___ RECORDS FOR THE TASK ___

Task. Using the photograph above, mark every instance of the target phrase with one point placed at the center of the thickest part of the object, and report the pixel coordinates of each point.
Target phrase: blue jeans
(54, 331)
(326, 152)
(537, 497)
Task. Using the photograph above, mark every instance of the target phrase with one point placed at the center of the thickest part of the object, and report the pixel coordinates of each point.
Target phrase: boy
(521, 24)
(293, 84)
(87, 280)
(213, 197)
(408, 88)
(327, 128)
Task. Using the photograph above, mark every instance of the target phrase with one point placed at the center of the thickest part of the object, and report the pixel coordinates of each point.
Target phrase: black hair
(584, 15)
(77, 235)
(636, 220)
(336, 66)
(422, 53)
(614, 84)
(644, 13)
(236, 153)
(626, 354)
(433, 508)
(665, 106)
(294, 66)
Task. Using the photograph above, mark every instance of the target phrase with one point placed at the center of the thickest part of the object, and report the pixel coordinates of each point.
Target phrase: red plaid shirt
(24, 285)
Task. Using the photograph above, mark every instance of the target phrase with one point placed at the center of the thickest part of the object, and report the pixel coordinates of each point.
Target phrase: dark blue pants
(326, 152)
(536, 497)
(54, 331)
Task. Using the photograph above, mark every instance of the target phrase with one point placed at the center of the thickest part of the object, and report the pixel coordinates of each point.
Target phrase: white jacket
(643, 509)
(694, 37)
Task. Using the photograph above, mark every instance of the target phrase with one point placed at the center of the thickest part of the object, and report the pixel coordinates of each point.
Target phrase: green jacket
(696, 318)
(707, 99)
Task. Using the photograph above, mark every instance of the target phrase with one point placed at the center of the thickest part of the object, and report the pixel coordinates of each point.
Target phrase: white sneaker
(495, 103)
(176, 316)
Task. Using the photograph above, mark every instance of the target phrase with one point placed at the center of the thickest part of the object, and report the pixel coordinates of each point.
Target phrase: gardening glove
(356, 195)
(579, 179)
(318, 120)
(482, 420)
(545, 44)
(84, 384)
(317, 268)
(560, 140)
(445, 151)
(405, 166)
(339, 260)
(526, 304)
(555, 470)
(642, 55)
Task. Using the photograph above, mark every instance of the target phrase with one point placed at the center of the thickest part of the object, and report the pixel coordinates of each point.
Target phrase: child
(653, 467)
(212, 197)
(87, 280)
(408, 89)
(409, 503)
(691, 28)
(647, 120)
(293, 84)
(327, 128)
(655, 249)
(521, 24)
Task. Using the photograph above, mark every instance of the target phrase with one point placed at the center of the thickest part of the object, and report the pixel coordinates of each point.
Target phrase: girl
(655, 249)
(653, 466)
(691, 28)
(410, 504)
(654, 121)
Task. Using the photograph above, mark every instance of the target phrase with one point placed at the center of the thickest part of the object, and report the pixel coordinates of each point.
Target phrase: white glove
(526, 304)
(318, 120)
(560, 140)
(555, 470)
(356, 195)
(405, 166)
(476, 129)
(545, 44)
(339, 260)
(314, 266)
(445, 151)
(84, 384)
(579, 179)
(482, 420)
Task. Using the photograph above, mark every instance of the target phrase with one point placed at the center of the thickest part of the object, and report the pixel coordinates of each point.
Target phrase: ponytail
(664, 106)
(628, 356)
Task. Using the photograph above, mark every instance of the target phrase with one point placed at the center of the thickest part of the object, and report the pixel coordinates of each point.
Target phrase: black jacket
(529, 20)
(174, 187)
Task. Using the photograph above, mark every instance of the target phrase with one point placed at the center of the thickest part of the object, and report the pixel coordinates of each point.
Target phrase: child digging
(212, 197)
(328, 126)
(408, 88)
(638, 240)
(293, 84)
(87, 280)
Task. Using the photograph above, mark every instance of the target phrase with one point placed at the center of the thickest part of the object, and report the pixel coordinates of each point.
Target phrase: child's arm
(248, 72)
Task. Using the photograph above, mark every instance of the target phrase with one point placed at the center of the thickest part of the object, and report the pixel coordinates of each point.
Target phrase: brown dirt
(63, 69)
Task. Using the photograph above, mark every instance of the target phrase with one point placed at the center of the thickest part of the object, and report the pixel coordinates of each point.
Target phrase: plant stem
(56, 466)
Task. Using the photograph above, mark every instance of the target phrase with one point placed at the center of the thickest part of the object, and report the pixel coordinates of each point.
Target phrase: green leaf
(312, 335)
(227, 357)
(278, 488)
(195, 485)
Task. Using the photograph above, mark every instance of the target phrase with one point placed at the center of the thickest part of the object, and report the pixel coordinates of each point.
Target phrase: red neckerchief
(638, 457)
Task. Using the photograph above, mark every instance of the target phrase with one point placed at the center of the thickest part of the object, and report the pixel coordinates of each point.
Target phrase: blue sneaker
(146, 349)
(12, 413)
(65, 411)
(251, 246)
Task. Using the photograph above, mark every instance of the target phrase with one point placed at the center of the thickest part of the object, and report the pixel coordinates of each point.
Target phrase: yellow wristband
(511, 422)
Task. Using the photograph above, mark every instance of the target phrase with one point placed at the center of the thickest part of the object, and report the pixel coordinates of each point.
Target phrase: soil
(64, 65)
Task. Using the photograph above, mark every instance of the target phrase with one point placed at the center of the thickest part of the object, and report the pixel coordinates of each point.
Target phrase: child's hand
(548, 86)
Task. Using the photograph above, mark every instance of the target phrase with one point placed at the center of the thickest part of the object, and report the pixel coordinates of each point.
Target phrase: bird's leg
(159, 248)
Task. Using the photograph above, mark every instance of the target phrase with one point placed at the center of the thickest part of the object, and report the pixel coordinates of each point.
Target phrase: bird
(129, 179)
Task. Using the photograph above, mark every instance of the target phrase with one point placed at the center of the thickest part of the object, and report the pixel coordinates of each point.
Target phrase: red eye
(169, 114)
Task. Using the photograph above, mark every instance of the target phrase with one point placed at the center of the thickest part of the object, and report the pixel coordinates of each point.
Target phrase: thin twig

___

▸ **SET TASK**: Return what is listed above, exactly and completely.

▸ **SOLUTION TO THE EXERCISE**:
Task. Using the photograph above, mark every instance of the target phrase with one point placed at the center of the thickest part of the object, and report the pixel coordinates of each point.
Target phrase: blue jeans
(54, 331)
(326, 152)
(537, 497)
Task. Using the photograph above, mark every instance of the target phrase with one point placed at the center of the thickest part of the object, and report the pixel coordinates of each point.
Target phrase: boy
(521, 24)
(293, 84)
(87, 280)
(213, 197)
(408, 88)
(327, 128)
Task. Using the photograph above, mark every instance of the target phrase with one point placed at the center of the thickest part of the object, and report the pixel coordinates of each point.
Target phrase: black hair
(584, 15)
(77, 235)
(636, 220)
(336, 66)
(422, 53)
(614, 84)
(644, 13)
(236, 153)
(626, 354)
(433, 508)
(665, 106)
(294, 66)
Task. Using the photograph above, mark every instance of the target phrase with one point placed at the center of the thickest part of the object, and report the pixel coordinates of each point.
Target phrase: red plaid shirt
(24, 285)
Task. Using the photograph above, mark every instance of the target phrase with one point placed at the center of the thickest part of the object, and report the pixel coordinates of each point.
Target phrase: dark blue pants
(326, 152)
(536, 497)
(54, 331)
Task. Using the photograph above, mark every instance of the target phrase with one point placed at the center of the thickest part of the object, and report the pixel coordinates of each point.
Target phrase: white jacket
(643, 509)
(694, 37)
Task. Using the photograph above, mark every instance of the target phrase with one point placed at the center of the thickest part of the object, and report the pixel coordinates of each point.
Target phrase: green jacket
(696, 318)
(707, 99)
Task. Using the photograph above, mark every instance of the target phrase with one point placed at the center of the thickest part of the object, and report the pixel coordinates of each point.
Target phrase: white sneaker
(495, 103)
(176, 316)
Task. Using the photograph above, mark every instance of the target phrase with one point placed at the center of the thickest part of the object, and report the pixel coordinates of each point.
Target phrase: gardening glove
(356, 195)
(579, 179)
(318, 120)
(482, 420)
(545, 44)
(84, 384)
(317, 268)
(560, 140)
(445, 151)
(405, 166)
(339, 260)
(526, 304)
(555, 470)
(642, 55)
Task. Using the photograph above, mark every instance of the target phrase with one point placed at the center of the thickest part of the object, and report the pixel coordinates of each point.
Target phrase: child
(653, 467)
(212, 197)
(87, 280)
(408, 89)
(409, 503)
(691, 28)
(647, 120)
(293, 84)
(327, 128)
(655, 249)
(521, 24)
Task. Using the photograph above, mark every instance of the target phrase with one point placed at the center of the thickest part of the object, and report the pixel coordinates of each point.
Target phrase: girl
(655, 249)
(653, 466)
(691, 28)
(410, 504)
(654, 121)
Task. Using the photograph above, mark every instance of the target phrase with one point placed at the center of the thickest part of the object, and report the pixel coordinates of each point.
Target phrase: white glove
(526, 304)
(318, 120)
(560, 140)
(555, 470)
(356, 195)
(405, 166)
(476, 129)
(545, 44)
(339, 260)
(314, 266)
(445, 151)
(84, 384)
(579, 179)
(482, 420)
Task. Using the photograph above, mark every instance of the target phrase with one point placed at the center of the thickest part of the object, and report the pixel coordinates of each point.
Target phrase: ponytail
(664, 106)
(628, 356)
Task. Using the photograph above, mark every instance of the target phrase with one point placed at the center of the thickest part of the object, and report the pixel coordinates of each point.
Target phrase: black jacket
(529, 20)
(174, 187)
Task. Using the photograph above, mark every instance of the target phrase with one point placed at the center of the thickest part of the object, and report the pixel coordinates of each point.
Target phrase: child digging
(212, 197)
(328, 126)
(408, 88)
(638, 240)
(293, 84)
(87, 280)
Task. Using the photograph above, mark every instance of the target phrase with one point placed at the center of the thickest part of the object, and report the pixel coordinates of each point.
Target phrase: child's arm
(248, 72)
Task. Using the photograph above, mark every instance of the target phrase with one point placed at the center of the thickest part of the object, and report the pixel coordinates of each point.
Target phrase: brown dirt
(63, 69)
Task. Using the photograph above, mark every instance of the target phrase with one point placed at the center of the thickest part of the object, and report the pixel coordinates of each point.
Target phrase: plant stem
(56, 466)
Task. Using the photograph above, mark every instance of the target phrase with one point placed at the center of the thickest part of the object, and report the pixel coordinates of each point.
Target phrase: green leaf
(312, 335)
(227, 357)
(278, 488)
(195, 485)
Task. Using the photograph above, mark every instance of the target phrase with one point placed at the center of the thickest part of the object, and report the pixel coordinates of each point.
Target phrase: red neckerchief
(638, 457)
Task. Using the photograph above, mark every instance of the target phrase with one point placed at the center of the thickest part of the object, and report the pixel coordinates of each point.
Target phrase: blue sneaker
(146, 349)
(12, 413)
(65, 411)
(251, 246)
Task. Using the photograph above, mark every instance of the target phrase with one point placed at the center of the thickest part of the object, and report the pixel coordinates of each point.
Target phrase: yellow wristband
(511, 422)
Task. Using the photograph above, mark every instance of the target phrase with one point placed at the center of the thickest part of the object, and report the pixel coordinates of each point.
Target phrase: soil
(64, 65)
Task. Using the photograph above, mark every instance of the target phrase with one point placed at the center of the thickest part of the object, and report the pixel coordinates of each point.
Target phrase: child's hand
(548, 86)
Task. Using the photograph above, mark every instance of the target phrase with one point placed at the center of the thickest part of the object, and report the pixel coordinates of each point.
Target phrase: bird's leg
(159, 248)
Task. Using the photograph above, mark every instance of the target phrase with one point placed at the center of the thickest part of the object, and report the pixel coordinates of each point.
Target phrase: bird
(129, 179)
Task. Using the photograph above, mark every instance of the target phrase with one point placed at the center of the thickest part of the object, and report the pixel coordinates of each point.
Target phrase: red eye
(169, 114)
Task. Using the photograph above, mark every instance of the target phrase with one point placed at the center of the thickest part of the object, and report the pixel coordinates of each point.
Target phrase: thin twig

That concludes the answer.